--- Text excerpt Enclosed Below ---

A new blood test could potentially help predict the success of certain cancer treatments.
Researchers at the Technical University of Munich (TUM) discovered that they can predict drug resistance in patients with advanced prostate cancer using the assay. Cancerous prostate cells grow using testosterone produced in the body, binding to a receptor that initiates further division and growth.
Co-leader of the study from TUM, Dr Matthias Heck, said: “If we know in advance whether or not a tumour has developed cells with this receptor, we can provide advice on an individual basis at an early stage – this can spare seriously-ill patients from undergoing an ineffective therapy.”
If a tumour has become large enough and started metastasis, drugs such as abiraterone and enzalutamide are used initially. They can either prevent testosterone binding to prostate receptor cells or block testosterone production. The most common receptor for prostate is AR-V7
The new blood tests are different from previous tests as it analyses the amount of AR-V7 RNA molecules present rather than detecting specific tumour cell structures. If high levels of AR-V7 RNA molecules are detected, it is likely that the patient will have tumour cells resistant to both enzalutamide and abiraterone.
Co-author of the study, Dr Silvia Thöne, said: “Only minute amounts of RNA are needed in a sample for the test to work. Additionally, since AR-V7 RNA is present in every tumour cell that possesses the resistant receptors, it means that no tumour cells are slipping by undetected.”
At the moment, the blood tests used to detect prostate tumour cells are time-consuming and expensive due to the equipment required for the tests. TUM research analysed blood samples from 85 patients and were able to show that 20% had large amounts of AR-V7 RNA. These same patients failed to respond to either treatment given to them.

--- End of Enclosed Text excerpt ---

■ Task set ■
#1 Answer these questions using the article on the prostate cancer blood test:
(a) At which university was the research carried out?
(b) Which two drugs are used initially once a tumour has grown large enough and started metastasis?
(c) From how many patients were blood samples analyzed?
#2 Reproduce the passage of the article on the prostate cancer blood test from "At the moment, the" up to and including "given to them.", substituting "90" for "85".
#3 List every person and institution named in the article on the prostate cancer blood test.
The records that follow come from a separate source and are unrelated to the article.

--- Record excerpts Enclosed Below ---

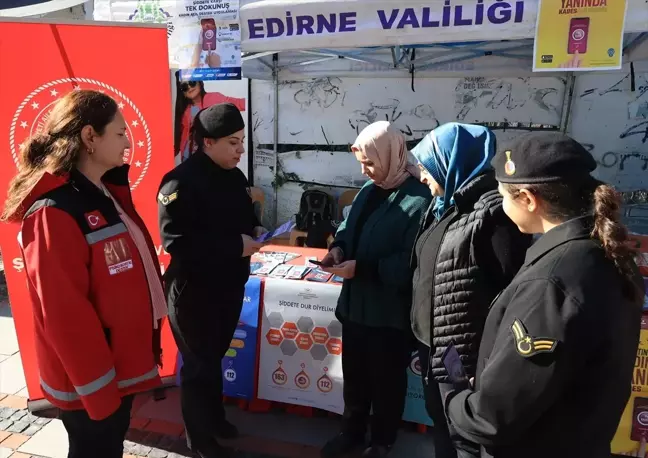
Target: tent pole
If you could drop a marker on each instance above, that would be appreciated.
(275, 79)
(567, 102)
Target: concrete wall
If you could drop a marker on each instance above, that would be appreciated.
(320, 118)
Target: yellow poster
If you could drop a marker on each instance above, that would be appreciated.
(579, 35)
(632, 433)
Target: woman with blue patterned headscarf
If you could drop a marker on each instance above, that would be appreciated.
(466, 252)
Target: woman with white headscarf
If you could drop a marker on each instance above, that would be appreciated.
(371, 252)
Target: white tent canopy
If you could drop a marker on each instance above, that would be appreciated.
(22, 8)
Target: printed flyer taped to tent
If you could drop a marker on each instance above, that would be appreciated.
(204, 35)
(206, 40)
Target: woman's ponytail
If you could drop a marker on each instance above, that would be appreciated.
(33, 154)
(566, 200)
(612, 234)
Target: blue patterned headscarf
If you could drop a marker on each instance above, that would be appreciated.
(454, 154)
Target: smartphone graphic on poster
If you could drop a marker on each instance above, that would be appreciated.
(578, 35)
(209, 34)
(639, 429)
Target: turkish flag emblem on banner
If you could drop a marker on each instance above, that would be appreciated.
(42, 62)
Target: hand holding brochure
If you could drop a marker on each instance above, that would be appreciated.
(283, 229)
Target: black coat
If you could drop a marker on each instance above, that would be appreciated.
(462, 262)
(557, 355)
(203, 210)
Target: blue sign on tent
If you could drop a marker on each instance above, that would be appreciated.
(415, 411)
(239, 363)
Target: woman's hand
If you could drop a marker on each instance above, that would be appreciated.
(333, 257)
(259, 231)
(345, 270)
(250, 246)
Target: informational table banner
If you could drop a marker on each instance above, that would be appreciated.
(415, 411)
(579, 35)
(301, 345)
(204, 35)
(239, 363)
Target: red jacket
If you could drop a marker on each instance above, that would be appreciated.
(95, 338)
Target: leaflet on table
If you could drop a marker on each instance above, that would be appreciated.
(279, 256)
(206, 41)
(285, 228)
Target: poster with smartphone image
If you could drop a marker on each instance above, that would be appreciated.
(577, 35)
(207, 40)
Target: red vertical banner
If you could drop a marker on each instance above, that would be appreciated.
(40, 63)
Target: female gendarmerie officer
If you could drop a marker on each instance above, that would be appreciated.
(207, 223)
(559, 345)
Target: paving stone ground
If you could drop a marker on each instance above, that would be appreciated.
(156, 427)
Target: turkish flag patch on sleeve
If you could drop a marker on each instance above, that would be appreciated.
(95, 219)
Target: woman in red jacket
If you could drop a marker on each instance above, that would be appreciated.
(92, 273)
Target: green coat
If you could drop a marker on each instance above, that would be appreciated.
(380, 294)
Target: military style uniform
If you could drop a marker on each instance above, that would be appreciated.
(203, 210)
(559, 345)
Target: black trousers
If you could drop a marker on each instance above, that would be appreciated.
(97, 439)
(203, 328)
(374, 362)
(447, 442)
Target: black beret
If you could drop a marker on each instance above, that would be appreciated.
(218, 121)
(542, 157)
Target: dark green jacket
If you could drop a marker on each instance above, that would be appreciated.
(380, 294)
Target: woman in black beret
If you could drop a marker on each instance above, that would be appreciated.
(558, 350)
(207, 225)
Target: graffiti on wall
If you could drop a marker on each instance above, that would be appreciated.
(392, 111)
(509, 94)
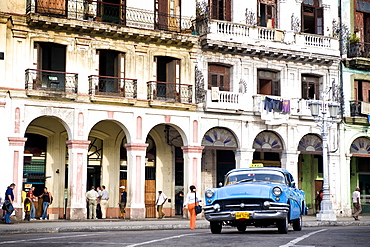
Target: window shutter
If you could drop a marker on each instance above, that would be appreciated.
(155, 69)
(319, 21)
(227, 10)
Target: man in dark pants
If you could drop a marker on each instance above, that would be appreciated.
(9, 199)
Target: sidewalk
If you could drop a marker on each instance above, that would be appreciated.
(40, 226)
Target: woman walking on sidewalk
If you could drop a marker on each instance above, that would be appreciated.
(191, 200)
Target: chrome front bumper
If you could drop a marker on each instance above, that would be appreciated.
(253, 215)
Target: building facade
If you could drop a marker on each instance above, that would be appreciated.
(355, 79)
(163, 94)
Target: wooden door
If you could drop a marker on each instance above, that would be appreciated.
(150, 199)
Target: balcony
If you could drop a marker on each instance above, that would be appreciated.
(104, 86)
(253, 39)
(360, 111)
(169, 92)
(226, 101)
(51, 81)
(103, 12)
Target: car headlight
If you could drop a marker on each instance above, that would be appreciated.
(209, 193)
(277, 191)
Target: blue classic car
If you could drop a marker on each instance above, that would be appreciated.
(260, 196)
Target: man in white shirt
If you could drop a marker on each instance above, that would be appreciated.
(161, 199)
(104, 197)
(356, 203)
(91, 197)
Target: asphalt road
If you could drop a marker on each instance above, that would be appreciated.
(308, 237)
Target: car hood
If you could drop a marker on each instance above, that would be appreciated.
(245, 190)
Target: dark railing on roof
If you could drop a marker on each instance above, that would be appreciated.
(113, 86)
(51, 81)
(169, 91)
(109, 13)
(358, 49)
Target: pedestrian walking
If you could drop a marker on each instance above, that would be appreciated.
(98, 208)
(190, 201)
(8, 203)
(47, 200)
(356, 199)
(104, 197)
(32, 198)
(91, 198)
(179, 202)
(122, 204)
(161, 199)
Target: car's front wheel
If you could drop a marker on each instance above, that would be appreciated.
(297, 224)
(241, 227)
(283, 225)
(216, 227)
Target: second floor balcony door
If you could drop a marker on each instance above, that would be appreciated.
(312, 17)
(167, 15)
(220, 9)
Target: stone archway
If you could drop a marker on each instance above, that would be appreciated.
(268, 147)
(310, 169)
(219, 153)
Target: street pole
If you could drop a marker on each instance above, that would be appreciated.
(326, 212)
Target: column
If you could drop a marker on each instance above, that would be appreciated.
(192, 167)
(17, 145)
(136, 179)
(289, 161)
(77, 175)
(243, 157)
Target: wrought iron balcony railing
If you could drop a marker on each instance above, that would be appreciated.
(359, 108)
(113, 86)
(51, 81)
(358, 49)
(109, 13)
(170, 92)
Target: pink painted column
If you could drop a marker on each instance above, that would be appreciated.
(136, 179)
(77, 175)
(192, 167)
(17, 146)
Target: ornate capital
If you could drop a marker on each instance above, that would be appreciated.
(17, 141)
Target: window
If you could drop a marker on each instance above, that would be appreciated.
(219, 76)
(310, 87)
(220, 9)
(167, 14)
(268, 83)
(362, 90)
(312, 17)
(267, 13)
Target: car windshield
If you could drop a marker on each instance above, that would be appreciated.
(255, 176)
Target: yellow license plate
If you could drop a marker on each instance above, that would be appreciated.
(241, 215)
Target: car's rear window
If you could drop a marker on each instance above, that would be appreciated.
(255, 176)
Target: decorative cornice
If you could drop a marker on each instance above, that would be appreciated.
(136, 146)
(81, 144)
(192, 149)
(17, 141)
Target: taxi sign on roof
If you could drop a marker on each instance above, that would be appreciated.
(256, 165)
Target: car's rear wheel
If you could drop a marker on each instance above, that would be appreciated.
(283, 225)
(297, 224)
(216, 227)
(241, 227)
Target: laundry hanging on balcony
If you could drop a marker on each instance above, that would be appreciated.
(276, 105)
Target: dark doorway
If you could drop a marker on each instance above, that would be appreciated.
(225, 163)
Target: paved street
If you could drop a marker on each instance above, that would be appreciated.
(313, 236)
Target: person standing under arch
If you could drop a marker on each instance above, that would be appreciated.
(191, 200)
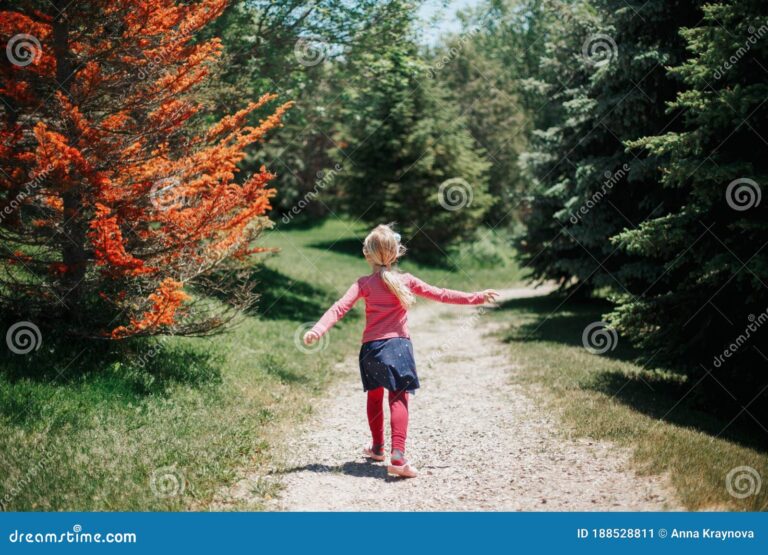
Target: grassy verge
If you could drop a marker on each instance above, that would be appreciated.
(615, 397)
(85, 431)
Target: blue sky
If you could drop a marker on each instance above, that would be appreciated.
(446, 14)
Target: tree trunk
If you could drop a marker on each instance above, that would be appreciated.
(73, 244)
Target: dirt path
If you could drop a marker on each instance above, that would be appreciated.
(479, 442)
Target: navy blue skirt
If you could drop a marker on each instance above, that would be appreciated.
(388, 363)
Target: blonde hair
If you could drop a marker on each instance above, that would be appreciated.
(381, 249)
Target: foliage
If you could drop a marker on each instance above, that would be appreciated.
(116, 196)
(303, 49)
(409, 157)
(703, 300)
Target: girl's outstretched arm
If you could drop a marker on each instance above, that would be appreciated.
(334, 314)
(451, 296)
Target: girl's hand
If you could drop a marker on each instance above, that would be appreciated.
(310, 337)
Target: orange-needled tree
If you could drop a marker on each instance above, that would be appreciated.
(118, 193)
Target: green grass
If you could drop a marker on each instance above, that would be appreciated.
(627, 400)
(86, 431)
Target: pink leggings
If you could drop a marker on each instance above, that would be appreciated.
(398, 410)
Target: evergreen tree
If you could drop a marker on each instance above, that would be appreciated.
(409, 156)
(610, 86)
(704, 292)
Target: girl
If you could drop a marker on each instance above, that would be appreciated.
(386, 357)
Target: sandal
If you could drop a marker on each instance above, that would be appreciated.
(369, 453)
(404, 470)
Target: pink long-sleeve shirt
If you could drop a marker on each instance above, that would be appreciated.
(385, 317)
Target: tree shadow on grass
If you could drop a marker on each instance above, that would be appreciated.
(679, 404)
(279, 296)
(654, 390)
(284, 298)
(141, 366)
(554, 318)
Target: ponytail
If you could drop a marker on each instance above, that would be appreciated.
(398, 287)
(382, 248)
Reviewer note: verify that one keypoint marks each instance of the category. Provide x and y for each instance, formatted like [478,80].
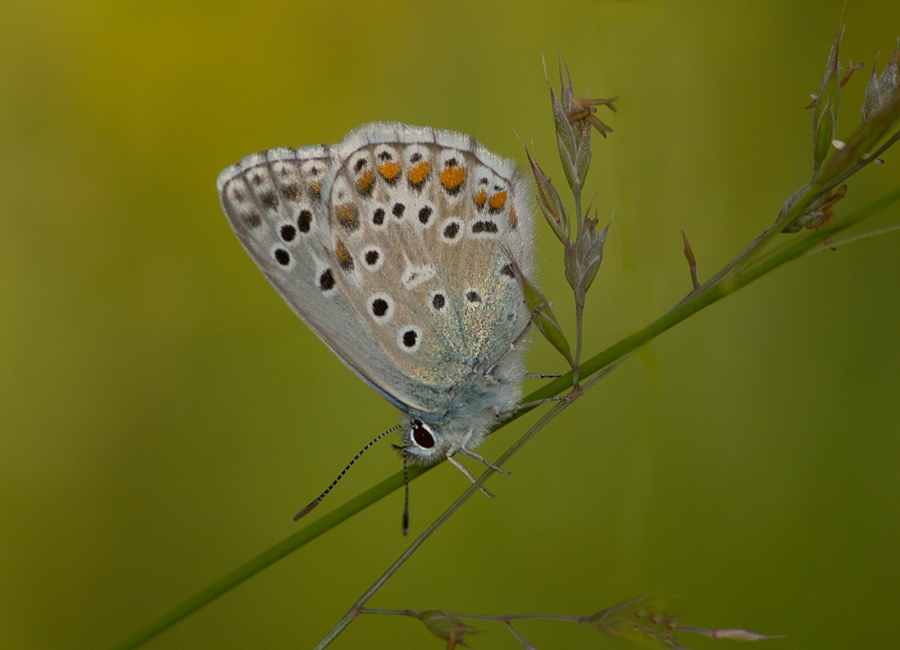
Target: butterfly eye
[421,435]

--- End of Enclosed Record excerpts ---

■ Results of the tasks ■
#1
(a) The Technical University of Munich (TUM)
(b) Abiraterone and enzalutamide
(c) 85 patients

#2
At the moment, the blood tests used to detect prostate tumour cells are time-consuming and expensive due to the equipment required for the tests. TUM research analysed blood samples from 90 patients and were able to show that 20% had large amounts of AR-V7 RNA. These same patients failed to respond to either treatment given to them.

#3
Technical University of Munich (TUM)
Dr Matthias Heck
Dr Silvia Thöne